# Ce qu'il faut
Extrayez du texte sur la variole le passage qui va de « [1] Les dates » à « n'ai rien lu. ».

# Texte d'étude

Compte tenu de l'importance accordée à cette vaccination des contacts dans la victoire sur la variole, cette remise en cause est aussi énorme qu'inattendue (et inespérée!). Le mythe de la variole vaincue par la seule vaccination est pour le moins très ébranlé. Mais aussi le mythe de l'expert infaillible et ici il s'agit d'Henderson qui a dirigé le programme d'éradication lancé par l'OMS.

Le problème sera alors de voir jusqu'à quel point chacun et le système seront capables de l'accepter. Commençons par nous-mêmes ! C'est déjà pas facile sur ce blog ! Mais ça permet de se roder pour plus difficile...

Je suis d'ailleurs déjà rodé car le 4 novembre dernier j'avais fait un exposé de 10 minutes sur ce thème (Distorsion entre discours publique et expertise : l'exemple de la variole) au congrès de la Sfsp à Lille (société française de santé publique) en présence, entre-autres, de Lévy-Bruhl le Monsieur vaccins de l'InVS. Il a confirmé que la variole n'aurait pas pu être vaincue par la seule vaccination. Alors, ne soyez pas plus vaccinaliste que les experts provaccins !

[1] Les dates des articles suffisent pour les retrouver (ou aller sur catégorie Variole).
Expérimentations animales : 3/01/2012 ;
La vaccination des contacts pendant la campagne d'éradication : 26/09/2011
L'épidémie de variole au Bihar (ou quand une maladie endémique se transforme en épidémie explosive) : 3/02/2012
Que dit le rapport de la commission mondiale pour la certification de l'éradication : 21/06/2007 avec un texte pdf en lien.

Anonyme a dit…

à BG : quelle diarrhée verbale, ne vous fatiguez pas, je n'ai rien lu.

# Données de pointage de régions
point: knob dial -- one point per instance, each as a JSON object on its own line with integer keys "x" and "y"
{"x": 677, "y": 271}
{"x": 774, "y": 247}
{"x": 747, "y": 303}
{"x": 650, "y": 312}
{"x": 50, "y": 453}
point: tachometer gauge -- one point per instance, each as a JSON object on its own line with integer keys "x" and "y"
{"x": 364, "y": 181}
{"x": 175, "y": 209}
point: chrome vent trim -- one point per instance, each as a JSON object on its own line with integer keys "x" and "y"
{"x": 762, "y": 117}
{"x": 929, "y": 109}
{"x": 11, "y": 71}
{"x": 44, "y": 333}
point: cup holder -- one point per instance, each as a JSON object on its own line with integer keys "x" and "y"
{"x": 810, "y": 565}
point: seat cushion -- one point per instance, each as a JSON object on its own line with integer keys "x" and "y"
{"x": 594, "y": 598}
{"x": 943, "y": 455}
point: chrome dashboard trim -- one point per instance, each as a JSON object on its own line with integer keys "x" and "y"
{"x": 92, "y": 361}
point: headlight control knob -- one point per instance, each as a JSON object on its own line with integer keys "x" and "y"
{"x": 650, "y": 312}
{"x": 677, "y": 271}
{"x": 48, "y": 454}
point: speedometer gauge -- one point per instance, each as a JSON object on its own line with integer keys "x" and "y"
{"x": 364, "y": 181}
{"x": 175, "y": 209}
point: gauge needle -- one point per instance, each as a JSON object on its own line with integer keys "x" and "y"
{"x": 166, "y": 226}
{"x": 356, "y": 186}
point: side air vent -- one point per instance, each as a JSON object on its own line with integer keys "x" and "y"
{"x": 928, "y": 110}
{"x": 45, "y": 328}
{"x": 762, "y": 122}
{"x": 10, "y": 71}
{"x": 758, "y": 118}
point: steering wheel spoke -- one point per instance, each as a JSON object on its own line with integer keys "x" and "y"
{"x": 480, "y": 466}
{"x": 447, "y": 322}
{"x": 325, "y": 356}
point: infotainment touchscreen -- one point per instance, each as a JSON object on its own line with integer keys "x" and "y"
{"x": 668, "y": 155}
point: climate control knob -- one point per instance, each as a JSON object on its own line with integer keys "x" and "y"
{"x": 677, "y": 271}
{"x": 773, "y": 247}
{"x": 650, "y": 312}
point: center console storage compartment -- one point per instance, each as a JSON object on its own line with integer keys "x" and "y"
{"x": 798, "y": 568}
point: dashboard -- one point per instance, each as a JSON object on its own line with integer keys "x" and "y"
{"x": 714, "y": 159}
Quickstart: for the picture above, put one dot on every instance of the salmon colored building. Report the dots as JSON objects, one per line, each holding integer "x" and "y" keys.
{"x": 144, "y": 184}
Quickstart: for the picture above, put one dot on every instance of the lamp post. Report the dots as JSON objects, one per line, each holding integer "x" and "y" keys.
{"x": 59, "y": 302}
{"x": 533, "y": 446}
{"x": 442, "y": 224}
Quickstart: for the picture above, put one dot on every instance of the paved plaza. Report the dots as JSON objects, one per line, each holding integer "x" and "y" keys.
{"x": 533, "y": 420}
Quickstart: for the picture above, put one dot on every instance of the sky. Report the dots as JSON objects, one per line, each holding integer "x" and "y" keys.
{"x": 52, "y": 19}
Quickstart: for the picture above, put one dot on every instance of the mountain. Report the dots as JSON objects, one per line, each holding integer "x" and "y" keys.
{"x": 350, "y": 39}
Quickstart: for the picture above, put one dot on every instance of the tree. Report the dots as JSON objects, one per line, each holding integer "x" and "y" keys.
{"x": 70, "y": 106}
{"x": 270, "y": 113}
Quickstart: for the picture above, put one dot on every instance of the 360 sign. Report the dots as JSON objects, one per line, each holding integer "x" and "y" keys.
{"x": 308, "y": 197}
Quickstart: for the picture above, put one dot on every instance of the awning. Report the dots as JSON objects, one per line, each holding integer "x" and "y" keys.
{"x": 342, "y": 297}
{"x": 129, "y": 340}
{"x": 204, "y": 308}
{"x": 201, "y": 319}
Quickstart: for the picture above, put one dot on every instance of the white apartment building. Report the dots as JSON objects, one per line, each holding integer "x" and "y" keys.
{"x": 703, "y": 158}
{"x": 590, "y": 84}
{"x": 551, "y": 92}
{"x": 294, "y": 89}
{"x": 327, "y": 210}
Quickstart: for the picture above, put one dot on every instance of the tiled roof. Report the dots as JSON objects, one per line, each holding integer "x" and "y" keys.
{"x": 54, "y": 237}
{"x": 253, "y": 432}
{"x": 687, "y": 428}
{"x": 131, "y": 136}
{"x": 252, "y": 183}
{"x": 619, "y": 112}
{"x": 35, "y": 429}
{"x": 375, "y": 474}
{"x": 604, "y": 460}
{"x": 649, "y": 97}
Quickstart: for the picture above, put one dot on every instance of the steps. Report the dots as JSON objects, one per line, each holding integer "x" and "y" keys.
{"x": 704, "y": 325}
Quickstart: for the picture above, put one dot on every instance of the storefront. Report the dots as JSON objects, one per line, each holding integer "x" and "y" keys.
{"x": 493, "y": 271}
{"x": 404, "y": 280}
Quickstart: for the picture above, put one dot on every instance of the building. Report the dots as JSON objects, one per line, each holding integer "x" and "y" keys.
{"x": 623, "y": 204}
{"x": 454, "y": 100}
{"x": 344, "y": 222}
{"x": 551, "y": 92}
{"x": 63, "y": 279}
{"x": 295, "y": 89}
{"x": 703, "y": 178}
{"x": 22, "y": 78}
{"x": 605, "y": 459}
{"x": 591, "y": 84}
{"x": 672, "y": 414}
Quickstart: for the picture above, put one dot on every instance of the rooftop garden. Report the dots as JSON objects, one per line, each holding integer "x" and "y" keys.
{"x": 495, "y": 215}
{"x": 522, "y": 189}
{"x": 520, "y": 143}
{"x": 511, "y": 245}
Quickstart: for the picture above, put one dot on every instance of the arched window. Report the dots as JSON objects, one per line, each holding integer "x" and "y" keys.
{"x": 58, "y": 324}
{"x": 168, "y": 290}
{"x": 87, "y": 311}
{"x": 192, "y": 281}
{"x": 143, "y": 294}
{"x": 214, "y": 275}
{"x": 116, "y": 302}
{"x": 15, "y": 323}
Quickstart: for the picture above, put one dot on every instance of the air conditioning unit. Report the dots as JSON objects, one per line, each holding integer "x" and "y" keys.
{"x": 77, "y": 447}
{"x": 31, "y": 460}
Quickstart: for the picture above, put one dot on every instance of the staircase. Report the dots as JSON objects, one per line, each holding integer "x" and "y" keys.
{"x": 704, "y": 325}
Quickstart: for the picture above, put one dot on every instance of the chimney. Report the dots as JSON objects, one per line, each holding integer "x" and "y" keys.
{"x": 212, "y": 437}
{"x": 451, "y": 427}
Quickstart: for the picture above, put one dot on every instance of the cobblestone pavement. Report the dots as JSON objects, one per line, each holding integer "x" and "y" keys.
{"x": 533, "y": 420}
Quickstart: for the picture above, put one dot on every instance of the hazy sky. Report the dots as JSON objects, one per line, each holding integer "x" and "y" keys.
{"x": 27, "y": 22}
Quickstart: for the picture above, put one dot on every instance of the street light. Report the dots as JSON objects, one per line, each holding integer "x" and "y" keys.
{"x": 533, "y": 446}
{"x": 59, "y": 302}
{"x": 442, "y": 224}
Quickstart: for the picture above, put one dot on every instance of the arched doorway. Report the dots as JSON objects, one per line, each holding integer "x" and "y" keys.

# Réponse
[1] Les dates des articles suffisent pour les retrouver (ou aller sur catégorie Variole).
Expérimentations animales : 3/01/2012 ;
La vaccination des contacts pendant la campagne d'éradication : 26/09/2011
L'épidémie de variole au Bihar (ou quand une maladie endémique se transforme en épidémie explosive) : 3/02/2012
Que dit le rapport de la commission mondiale pour la certification de l'éradication : 21/06/2007 avec un texte pdf en lien.

Anonyme a dit…

à BG : quelle diarrhée verbale, ne vous fatiguez pas, je n'ai rien lu.